**Activity**
If a line of the data below holds the string "blurred", copy it.

*** Records for processing ***

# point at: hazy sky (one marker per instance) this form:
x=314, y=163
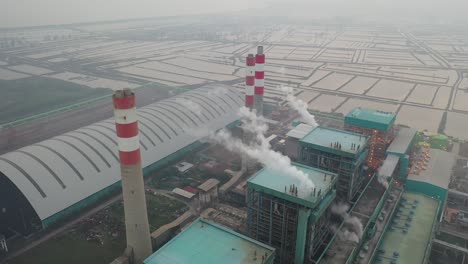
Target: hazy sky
x=43, y=12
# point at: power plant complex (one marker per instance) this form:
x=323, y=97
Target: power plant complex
x=360, y=192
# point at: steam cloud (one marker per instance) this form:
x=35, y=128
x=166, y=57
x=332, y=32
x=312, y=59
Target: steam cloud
x=352, y=230
x=191, y=105
x=383, y=181
x=300, y=106
x=260, y=149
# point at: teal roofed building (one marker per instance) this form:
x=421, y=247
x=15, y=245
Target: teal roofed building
x=370, y=118
x=337, y=151
x=286, y=215
x=204, y=242
x=378, y=125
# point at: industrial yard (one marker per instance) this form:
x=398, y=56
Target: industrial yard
x=371, y=169
x=417, y=73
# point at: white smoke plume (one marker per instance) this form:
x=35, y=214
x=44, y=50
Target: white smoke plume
x=340, y=209
x=352, y=230
x=191, y=105
x=383, y=181
x=300, y=106
x=261, y=151
x=218, y=91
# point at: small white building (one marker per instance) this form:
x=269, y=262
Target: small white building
x=208, y=192
x=183, y=167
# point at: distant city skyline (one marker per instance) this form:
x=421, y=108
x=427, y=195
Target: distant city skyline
x=52, y=12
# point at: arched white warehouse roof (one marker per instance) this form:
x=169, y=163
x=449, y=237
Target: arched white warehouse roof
x=61, y=171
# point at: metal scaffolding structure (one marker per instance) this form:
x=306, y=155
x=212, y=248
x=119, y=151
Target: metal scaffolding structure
x=350, y=170
x=293, y=220
x=278, y=223
x=379, y=140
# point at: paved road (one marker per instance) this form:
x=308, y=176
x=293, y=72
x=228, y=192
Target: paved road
x=35, y=131
x=55, y=232
x=45, y=237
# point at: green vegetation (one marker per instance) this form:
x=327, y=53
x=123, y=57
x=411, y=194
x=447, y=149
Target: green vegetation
x=30, y=96
x=100, y=238
x=170, y=178
x=442, y=124
x=161, y=210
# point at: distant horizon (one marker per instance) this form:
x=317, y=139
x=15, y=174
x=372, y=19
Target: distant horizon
x=32, y=13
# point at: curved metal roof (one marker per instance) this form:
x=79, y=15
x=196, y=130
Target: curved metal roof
x=61, y=171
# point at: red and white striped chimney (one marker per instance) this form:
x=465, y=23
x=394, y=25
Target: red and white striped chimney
x=136, y=215
x=259, y=80
x=249, y=81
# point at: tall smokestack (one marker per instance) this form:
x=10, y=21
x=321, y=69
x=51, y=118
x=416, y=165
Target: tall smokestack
x=249, y=81
x=136, y=216
x=259, y=80
x=247, y=164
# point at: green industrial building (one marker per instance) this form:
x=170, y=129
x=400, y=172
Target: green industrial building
x=287, y=214
x=205, y=242
x=378, y=126
x=337, y=151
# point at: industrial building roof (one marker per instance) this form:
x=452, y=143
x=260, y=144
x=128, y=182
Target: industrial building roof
x=183, y=193
x=410, y=246
x=389, y=166
x=208, y=184
x=59, y=172
x=370, y=118
x=299, y=131
x=275, y=182
x=209, y=243
x=324, y=139
x=403, y=140
x=438, y=170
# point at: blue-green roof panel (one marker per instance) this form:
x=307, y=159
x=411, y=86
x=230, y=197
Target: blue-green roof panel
x=209, y=243
x=370, y=118
x=275, y=182
x=324, y=139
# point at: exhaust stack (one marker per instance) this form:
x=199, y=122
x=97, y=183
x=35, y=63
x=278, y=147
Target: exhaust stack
x=249, y=81
x=259, y=80
x=136, y=215
x=247, y=164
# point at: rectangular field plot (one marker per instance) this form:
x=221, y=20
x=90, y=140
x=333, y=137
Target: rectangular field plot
x=390, y=89
x=442, y=97
x=422, y=94
x=461, y=101
x=29, y=69
x=93, y=82
x=11, y=75
x=317, y=76
x=333, y=81
x=353, y=103
x=456, y=125
x=419, y=117
x=308, y=96
x=463, y=84
x=202, y=65
x=163, y=76
x=359, y=85
x=296, y=71
x=164, y=67
x=298, y=64
x=326, y=103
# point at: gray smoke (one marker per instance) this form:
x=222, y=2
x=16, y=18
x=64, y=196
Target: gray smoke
x=340, y=209
x=260, y=150
x=352, y=230
x=191, y=105
x=300, y=106
x=383, y=181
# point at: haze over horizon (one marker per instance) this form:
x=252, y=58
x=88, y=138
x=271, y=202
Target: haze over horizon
x=52, y=12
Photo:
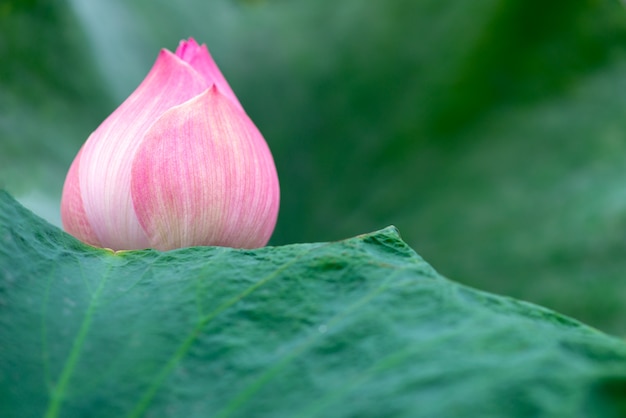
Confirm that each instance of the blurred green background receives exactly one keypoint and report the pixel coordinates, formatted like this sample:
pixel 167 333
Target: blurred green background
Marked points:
pixel 492 133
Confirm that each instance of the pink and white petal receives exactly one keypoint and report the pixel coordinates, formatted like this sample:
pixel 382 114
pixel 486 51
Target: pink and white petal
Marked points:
pixel 105 165
pixel 205 176
pixel 73 214
pixel 199 57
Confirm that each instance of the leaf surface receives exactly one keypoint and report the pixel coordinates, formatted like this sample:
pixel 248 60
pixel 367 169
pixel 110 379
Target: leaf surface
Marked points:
pixel 361 327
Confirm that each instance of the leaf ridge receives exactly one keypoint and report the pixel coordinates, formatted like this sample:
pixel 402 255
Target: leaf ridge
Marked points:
pixel 144 401
pixel 58 392
pixel 238 400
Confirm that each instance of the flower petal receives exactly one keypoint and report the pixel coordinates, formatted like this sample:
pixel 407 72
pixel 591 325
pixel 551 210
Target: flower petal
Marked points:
pixel 73 213
pixel 205 176
pixel 110 149
pixel 199 57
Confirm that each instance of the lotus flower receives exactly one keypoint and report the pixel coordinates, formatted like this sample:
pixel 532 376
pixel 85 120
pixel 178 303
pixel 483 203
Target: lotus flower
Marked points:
pixel 178 164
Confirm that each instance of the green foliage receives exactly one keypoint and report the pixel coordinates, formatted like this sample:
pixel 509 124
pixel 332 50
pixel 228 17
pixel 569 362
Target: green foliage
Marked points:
pixel 490 132
pixel 361 327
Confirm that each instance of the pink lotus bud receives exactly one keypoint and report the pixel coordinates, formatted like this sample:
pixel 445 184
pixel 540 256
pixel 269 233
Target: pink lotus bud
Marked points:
pixel 178 164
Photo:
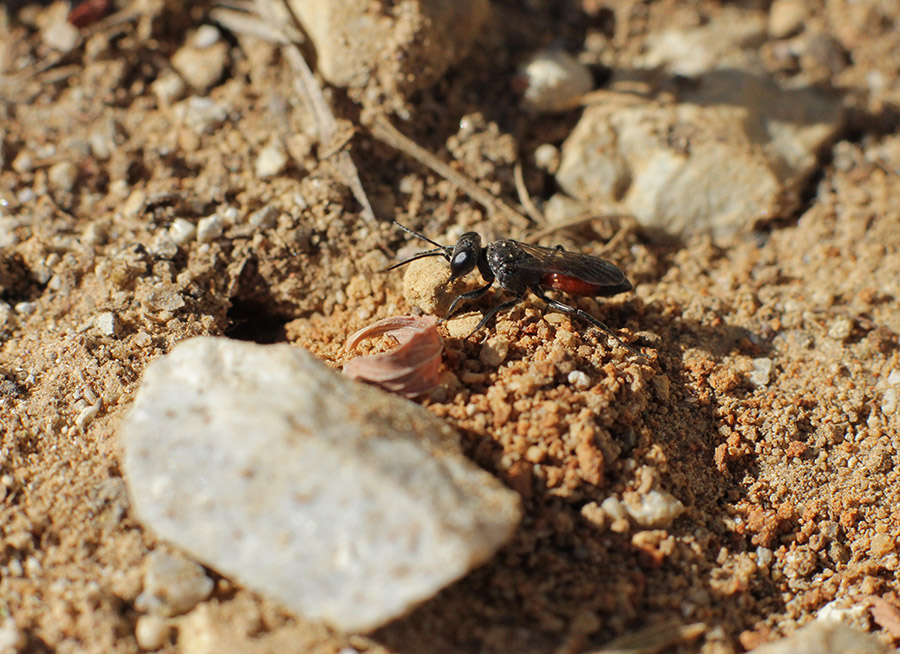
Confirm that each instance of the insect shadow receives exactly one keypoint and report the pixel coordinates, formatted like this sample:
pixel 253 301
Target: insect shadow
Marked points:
pixel 521 267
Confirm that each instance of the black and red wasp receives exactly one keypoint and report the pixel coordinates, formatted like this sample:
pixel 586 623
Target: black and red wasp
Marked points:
pixel 520 267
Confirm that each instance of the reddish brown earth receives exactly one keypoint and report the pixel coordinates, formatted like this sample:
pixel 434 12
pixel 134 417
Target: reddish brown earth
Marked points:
pixel 768 404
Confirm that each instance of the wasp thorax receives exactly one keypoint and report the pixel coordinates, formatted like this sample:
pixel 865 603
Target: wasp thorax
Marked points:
pixel 465 255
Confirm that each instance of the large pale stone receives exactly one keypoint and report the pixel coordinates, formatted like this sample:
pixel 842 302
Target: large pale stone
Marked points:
pixel 341 501
pixel 389 46
pixel 732 150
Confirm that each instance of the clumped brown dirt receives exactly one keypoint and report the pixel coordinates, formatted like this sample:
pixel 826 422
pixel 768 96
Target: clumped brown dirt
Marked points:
pixel 768 404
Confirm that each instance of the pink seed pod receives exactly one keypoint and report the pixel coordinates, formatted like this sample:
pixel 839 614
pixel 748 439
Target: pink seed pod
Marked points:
pixel 412 369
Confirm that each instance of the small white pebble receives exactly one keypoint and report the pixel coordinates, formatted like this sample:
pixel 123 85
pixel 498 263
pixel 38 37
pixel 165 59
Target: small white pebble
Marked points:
pixel 265 217
pixel 613 508
pixel 62 176
pixel 164 245
pixel 230 215
pixel 271 160
pixel 209 228
pixel 107 323
pixel 657 509
pixel 151 632
pixel 554 81
pixel 182 231
pixel 579 379
pixel 26 308
pixel 33 567
pixel 841 328
pixel 95 234
pixel 547 157
pixel 762 371
pixel 86 415
pixel 206 36
pixel 172 585
pixel 23 163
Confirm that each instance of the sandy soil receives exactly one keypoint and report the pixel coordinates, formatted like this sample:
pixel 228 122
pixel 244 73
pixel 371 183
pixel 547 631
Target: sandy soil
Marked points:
pixel 768 405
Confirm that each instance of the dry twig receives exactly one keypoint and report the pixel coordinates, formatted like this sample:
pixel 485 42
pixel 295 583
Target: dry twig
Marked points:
pixel 384 131
pixel 277 29
pixel 653 639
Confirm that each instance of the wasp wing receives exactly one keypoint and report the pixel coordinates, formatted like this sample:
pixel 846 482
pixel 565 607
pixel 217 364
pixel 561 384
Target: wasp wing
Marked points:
pixel 584 267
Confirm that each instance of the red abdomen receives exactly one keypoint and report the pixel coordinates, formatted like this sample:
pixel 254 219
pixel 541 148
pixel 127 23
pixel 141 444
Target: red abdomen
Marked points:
pixel 568 284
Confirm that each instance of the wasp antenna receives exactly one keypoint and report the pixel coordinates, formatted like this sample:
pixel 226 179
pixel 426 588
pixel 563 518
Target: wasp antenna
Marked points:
pixel 437 252
pixel 419 235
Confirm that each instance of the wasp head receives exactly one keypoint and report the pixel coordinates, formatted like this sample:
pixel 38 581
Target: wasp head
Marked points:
pixel 465 255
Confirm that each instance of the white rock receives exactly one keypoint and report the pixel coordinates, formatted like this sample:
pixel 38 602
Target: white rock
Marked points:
pixel 579 379
pixel 612 507
pixel 825 638
pixel 201 115
pixel 87 414
pixel 265 217
pixel 554 81
pixel 107 323
pixel 401 50
pixel 163 245
pixel 271 160
pixel 745 144
pixel 655 509
pixel 730 40
pixel 762 371
pixel 210 228
pixel 201 68
pixel 182 231
pixel 62 176
pixel 172 585
pixel 546 157
pixel 151 632
pixel 340 501
pixel 206 36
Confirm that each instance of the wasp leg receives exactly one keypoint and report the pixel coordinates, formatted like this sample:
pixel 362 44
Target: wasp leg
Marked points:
pixel 584 315
pixel 497 309
pixel 471 295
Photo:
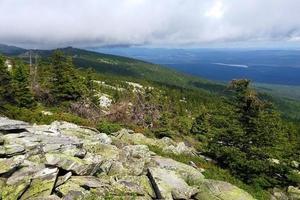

*** End of Records for processing ***

**Output below**
Confirm that each instance of the blurred green background receives exactly one keypoint and report the pixel coordinates, formatted like this sample:
Target: blurred green background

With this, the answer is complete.